=== EXERCISE ===
Provide only the number of lines in the listing that contain the string "with".

=== MATERIAL PROVIDED ===
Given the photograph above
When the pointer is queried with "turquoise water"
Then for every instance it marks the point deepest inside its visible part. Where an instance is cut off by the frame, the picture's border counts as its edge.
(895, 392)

...

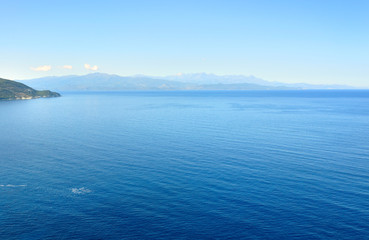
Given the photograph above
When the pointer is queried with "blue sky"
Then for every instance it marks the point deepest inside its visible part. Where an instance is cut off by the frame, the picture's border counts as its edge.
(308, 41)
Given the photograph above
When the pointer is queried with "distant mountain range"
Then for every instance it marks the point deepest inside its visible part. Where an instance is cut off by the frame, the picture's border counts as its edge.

=== WRITTEN REPLY ===
3